* _EXERCISE PROMPT_
Check each line of the records below and collect those that include the word "illuminated".

+++ DATA UNDER STUDY

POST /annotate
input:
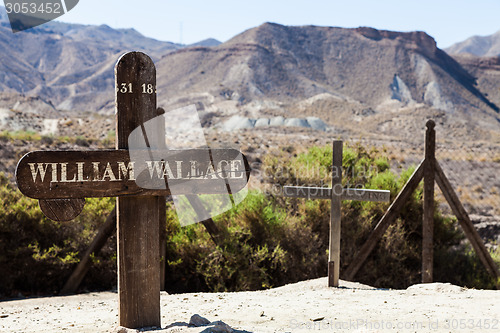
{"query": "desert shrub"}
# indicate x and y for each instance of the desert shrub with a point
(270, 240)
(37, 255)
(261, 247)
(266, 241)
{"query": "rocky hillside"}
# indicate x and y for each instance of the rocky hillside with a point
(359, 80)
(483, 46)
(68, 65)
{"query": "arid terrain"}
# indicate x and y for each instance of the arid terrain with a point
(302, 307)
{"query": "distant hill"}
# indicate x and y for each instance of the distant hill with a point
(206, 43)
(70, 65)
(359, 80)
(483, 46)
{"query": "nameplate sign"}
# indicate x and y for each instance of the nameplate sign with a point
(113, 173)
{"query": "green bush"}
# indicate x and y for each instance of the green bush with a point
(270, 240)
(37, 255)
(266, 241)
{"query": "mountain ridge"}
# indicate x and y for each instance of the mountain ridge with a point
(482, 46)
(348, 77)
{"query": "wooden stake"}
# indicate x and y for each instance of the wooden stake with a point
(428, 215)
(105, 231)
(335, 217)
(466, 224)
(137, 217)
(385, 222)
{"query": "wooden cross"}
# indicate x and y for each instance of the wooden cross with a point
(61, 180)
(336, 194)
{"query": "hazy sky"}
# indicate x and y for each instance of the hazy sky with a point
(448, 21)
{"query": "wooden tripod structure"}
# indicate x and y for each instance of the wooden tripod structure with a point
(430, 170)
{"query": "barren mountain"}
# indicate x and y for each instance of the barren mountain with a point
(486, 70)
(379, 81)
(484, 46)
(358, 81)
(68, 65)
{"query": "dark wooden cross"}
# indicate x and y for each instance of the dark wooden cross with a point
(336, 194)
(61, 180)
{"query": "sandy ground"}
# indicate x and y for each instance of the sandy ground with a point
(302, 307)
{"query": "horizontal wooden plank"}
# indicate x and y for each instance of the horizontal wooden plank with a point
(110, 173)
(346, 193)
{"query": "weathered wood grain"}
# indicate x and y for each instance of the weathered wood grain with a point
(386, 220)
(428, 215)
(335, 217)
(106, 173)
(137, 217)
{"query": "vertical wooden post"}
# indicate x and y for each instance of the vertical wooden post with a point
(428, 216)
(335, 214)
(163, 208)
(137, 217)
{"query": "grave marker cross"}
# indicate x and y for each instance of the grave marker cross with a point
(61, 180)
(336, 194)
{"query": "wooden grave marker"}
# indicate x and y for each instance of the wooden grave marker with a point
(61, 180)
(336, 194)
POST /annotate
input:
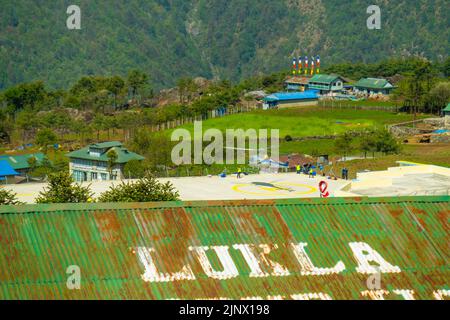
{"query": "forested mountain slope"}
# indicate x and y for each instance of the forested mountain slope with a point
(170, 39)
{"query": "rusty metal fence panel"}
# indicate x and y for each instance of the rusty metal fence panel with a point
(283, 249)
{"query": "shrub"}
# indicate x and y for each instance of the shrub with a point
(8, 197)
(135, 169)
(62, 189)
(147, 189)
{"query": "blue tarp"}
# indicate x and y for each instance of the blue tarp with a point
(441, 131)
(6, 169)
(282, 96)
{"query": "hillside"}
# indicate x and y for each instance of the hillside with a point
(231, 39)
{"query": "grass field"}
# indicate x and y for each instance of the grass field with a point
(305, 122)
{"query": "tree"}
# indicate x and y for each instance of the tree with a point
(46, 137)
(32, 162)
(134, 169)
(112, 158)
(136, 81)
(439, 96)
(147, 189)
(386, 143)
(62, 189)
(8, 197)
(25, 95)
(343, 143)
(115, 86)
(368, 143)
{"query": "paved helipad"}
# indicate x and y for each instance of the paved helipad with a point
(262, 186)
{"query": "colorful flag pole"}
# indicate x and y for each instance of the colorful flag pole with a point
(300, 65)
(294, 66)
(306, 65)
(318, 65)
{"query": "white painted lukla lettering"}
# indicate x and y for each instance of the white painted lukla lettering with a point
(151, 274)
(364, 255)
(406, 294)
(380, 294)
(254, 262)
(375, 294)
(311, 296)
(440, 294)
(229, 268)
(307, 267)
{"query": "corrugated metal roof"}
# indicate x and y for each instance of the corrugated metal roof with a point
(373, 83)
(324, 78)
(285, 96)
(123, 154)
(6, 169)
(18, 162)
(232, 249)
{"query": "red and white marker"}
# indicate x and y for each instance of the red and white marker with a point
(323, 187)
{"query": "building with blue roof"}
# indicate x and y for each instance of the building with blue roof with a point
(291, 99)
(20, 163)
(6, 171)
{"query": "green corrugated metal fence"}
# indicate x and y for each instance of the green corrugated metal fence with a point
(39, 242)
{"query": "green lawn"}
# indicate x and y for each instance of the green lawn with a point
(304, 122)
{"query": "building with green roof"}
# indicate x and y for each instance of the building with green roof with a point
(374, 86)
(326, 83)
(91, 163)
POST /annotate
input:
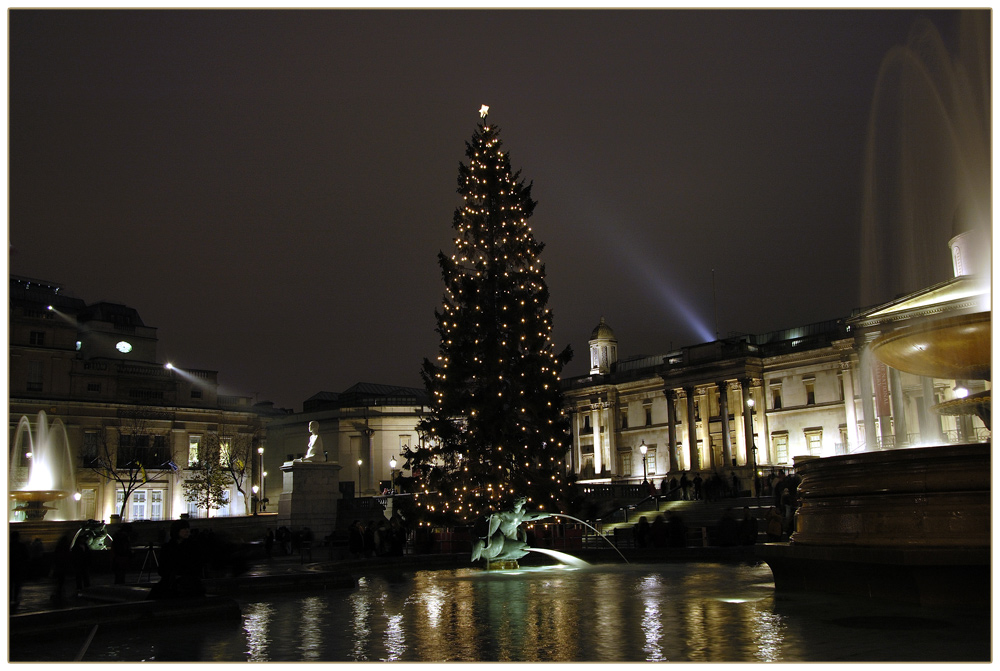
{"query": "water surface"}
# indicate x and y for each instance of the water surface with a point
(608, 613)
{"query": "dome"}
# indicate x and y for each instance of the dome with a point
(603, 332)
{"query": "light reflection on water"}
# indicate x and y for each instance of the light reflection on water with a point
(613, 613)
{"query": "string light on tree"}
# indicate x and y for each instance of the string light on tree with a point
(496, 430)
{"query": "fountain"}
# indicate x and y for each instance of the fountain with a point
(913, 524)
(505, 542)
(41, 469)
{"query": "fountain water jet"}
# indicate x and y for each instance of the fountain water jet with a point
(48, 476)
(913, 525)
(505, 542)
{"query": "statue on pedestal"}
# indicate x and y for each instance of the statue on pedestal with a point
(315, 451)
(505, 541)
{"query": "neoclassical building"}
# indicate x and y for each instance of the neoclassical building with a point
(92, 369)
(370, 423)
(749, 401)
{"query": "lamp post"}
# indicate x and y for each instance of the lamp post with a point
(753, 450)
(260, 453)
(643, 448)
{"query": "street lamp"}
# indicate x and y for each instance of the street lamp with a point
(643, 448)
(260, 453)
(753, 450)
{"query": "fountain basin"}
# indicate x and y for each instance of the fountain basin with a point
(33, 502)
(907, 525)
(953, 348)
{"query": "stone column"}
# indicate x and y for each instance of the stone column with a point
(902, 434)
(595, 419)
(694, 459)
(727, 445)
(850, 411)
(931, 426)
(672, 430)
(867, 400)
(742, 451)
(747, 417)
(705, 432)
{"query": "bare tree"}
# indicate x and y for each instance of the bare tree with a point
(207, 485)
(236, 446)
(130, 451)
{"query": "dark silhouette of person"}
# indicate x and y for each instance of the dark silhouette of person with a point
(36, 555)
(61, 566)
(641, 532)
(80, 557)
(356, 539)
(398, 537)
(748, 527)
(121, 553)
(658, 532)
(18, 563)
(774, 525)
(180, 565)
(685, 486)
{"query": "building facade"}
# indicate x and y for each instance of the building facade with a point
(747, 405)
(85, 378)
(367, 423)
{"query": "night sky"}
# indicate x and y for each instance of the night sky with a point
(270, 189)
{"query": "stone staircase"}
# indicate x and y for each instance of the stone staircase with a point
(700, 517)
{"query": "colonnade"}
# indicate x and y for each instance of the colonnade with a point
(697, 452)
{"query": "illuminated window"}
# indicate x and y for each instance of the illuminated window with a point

++++++

* _WORKED SOLUTION_
{"query": "illuminated window"}
# indicate x and y for each instance of the illuminated window with a point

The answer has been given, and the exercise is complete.